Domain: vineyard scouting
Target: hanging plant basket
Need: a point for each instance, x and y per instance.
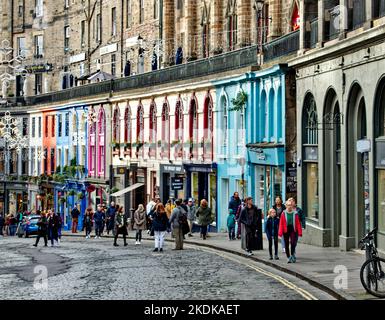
(240, 101)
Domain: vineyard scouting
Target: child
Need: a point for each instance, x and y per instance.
(231, 224)
(271, 230)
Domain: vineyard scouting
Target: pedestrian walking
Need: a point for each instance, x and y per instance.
(271, 230)
(251, 218)
(234, 202)
(176, 220)
(237, 217)
(75, 213)
(160, 224)
(231, 224)
(110, 217)
(169, 207)
(290, 228)
(42, 230)
(2, 223)
(191, 215)
(120, 226)
(99, 218)
(279, 207)
(204, 216)
(12, 225)
(53, 227)
(87, 222)
(139, 223)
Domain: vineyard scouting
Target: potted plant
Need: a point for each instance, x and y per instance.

* * * * * * * * *

Exercise prompt →
Copy all of the entries above word for word, leaving out the pictures.

Expected output →
Domain: vineyard scouting
Target: hanging plant basket
Need: a point for each instance, x and y per instance.
(240, 101)
Domain: vineyard scouting
Target: child
Need: a point for each instance, x and y per instance.
(231, 224)
(271, 230)
Domain: vineyard scouting
Target: pedestrian walking
Need: a point for each instance, x and y per instance.
(271, 230)
(251, 218)
(234, 202)
(176, 220)
(237, 217)
(75, 213)
(160, 224)
(231, 224)
(110, 217)
(169, 207)
(290, 228)
(42, 230)
(2, 223)
(191, 215)
(120, 226)
(99, 218)
(279, 207)
(204, 216)
(12, 225)
(53, 227)
(87, 222)
(139, 223)
Domain: vineyard scouting
Target: potted plant
Need: a point for each instance, x and y per instance.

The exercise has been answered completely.